<<<<

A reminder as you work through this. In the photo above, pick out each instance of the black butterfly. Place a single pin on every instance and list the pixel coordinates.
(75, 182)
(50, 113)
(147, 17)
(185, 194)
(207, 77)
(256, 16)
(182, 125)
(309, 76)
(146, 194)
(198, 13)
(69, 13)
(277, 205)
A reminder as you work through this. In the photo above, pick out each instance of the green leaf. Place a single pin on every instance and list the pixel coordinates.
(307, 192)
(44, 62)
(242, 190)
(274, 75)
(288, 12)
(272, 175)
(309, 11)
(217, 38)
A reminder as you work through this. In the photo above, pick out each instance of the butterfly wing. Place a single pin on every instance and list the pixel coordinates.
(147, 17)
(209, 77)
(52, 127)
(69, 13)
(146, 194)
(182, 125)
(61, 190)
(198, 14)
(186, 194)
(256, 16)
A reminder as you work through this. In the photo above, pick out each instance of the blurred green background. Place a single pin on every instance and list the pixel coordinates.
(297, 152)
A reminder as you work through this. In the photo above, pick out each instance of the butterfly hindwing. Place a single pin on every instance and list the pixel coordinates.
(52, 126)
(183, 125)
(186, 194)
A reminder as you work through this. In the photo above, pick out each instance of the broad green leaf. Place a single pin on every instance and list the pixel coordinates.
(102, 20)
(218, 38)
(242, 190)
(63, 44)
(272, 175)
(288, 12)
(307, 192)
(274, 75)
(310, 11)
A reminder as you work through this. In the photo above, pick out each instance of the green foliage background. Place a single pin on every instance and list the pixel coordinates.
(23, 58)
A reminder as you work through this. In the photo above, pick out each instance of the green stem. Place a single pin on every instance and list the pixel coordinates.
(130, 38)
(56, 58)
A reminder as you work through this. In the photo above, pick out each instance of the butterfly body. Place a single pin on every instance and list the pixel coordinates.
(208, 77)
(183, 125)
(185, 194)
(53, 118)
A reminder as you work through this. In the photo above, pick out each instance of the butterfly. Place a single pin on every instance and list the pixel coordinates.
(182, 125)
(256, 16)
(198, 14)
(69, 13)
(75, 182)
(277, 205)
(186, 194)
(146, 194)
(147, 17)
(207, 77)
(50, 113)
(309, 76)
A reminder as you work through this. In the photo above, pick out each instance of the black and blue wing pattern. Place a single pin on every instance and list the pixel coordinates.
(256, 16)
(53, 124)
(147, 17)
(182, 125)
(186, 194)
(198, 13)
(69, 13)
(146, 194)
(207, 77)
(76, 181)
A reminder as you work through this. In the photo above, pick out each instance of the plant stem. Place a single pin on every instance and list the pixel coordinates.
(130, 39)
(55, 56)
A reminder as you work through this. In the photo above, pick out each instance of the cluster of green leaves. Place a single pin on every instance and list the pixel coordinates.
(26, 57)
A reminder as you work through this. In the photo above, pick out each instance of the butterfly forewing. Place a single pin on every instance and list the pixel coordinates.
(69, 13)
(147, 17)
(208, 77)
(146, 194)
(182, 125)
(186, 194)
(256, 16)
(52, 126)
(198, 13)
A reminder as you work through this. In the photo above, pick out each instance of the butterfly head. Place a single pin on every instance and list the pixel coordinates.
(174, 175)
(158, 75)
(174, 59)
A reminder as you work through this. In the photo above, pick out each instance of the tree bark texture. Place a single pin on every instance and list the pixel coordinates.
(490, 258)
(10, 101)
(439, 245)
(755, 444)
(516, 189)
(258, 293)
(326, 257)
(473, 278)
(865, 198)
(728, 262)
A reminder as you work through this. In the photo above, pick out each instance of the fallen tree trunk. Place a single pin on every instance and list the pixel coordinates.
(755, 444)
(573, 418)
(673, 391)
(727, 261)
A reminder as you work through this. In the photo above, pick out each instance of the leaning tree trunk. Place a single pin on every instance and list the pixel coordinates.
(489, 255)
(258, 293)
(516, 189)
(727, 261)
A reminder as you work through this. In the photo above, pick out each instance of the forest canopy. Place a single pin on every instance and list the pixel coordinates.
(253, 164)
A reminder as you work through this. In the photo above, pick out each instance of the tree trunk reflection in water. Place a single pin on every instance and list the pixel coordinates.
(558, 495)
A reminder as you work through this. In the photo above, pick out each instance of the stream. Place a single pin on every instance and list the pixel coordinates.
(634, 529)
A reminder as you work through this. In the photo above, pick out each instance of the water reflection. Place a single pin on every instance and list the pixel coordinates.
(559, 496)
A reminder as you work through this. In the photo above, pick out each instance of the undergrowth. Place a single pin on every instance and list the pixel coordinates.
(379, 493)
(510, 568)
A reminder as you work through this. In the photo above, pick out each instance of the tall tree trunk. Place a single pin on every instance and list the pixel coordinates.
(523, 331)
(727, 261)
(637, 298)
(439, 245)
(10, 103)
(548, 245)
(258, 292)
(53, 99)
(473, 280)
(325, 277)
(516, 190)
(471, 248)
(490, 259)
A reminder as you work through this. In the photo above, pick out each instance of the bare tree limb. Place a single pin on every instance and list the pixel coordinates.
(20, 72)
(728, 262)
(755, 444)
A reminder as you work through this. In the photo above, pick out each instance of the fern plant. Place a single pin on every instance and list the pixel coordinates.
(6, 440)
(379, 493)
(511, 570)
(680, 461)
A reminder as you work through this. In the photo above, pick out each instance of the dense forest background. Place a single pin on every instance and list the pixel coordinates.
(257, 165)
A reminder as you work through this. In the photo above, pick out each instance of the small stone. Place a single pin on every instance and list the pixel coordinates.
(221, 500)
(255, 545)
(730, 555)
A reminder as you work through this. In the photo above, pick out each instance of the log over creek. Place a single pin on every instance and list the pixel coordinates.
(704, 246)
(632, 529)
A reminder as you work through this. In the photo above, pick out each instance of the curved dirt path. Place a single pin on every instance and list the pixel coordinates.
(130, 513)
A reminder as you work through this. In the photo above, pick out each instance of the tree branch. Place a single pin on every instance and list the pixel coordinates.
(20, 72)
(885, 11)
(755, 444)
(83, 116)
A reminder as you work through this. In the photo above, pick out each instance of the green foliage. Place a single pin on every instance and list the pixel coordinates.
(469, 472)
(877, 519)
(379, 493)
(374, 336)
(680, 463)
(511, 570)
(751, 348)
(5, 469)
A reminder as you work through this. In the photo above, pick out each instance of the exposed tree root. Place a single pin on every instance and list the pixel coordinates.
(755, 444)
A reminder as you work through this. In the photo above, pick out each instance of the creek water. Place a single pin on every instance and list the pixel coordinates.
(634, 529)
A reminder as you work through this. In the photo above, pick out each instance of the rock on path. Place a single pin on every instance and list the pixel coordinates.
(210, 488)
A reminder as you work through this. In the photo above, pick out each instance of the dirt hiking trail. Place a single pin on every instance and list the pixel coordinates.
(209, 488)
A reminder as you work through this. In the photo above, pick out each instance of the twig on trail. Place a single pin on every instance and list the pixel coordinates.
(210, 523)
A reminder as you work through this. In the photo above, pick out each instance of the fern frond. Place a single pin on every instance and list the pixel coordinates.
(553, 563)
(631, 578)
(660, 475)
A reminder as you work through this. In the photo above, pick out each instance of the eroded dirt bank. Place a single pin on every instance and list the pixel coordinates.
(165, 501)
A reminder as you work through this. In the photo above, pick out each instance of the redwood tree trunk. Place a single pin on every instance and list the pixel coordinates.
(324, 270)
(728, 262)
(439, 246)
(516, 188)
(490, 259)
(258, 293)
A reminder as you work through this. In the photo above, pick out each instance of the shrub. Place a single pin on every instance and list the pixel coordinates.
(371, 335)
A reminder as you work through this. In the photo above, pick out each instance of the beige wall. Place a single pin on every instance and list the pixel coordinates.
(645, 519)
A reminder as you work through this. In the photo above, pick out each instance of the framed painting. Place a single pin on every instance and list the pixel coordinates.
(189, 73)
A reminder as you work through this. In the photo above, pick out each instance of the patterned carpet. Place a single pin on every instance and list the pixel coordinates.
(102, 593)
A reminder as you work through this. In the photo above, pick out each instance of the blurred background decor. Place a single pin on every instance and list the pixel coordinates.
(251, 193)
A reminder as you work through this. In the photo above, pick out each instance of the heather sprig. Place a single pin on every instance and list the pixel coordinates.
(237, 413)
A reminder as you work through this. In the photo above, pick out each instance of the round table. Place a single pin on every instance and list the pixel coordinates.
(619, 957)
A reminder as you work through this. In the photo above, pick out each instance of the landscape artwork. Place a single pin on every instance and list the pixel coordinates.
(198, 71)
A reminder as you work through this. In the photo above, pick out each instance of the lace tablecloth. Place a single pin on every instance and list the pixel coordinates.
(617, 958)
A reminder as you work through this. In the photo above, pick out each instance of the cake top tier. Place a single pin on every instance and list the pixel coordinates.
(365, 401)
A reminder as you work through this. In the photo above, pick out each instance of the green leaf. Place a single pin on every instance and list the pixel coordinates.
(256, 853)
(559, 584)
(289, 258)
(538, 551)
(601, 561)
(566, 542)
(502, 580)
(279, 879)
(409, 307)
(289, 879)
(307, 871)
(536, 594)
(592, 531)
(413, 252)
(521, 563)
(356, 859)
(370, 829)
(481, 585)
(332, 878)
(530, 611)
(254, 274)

>>>>

◆ **DIRECTIONS**
Extract every line from the one containing "of the cake" to the end of the entries, including both of those lines, exactly as given and with nothing added.

◆ **RESPONSE TO THE EXERCISE**
A reminder as you work through this. In the photo above, pick out each instance of the cake top tier. Place a single pin on every instance and list the pixel coordinates.
(365, 401)
A reminder as you work through this. In the photo above, pick out each instance of the green leaf. Place a single pin on every instance and list the pixel coordinates.
(256, 853)
(559, 584)
(289, 258)
(538, 551)
(601, 561)
(566, 542)
(502, 580)
(279, 879)
(409, 307)
(289, 879)
(307, 871)
(536, 594)
(592, 531)
(413, 252)
(521, 563)
(356, 859)
(370, 829)
(481, 585)
(332, 878)
(530, 611)
(254, 274)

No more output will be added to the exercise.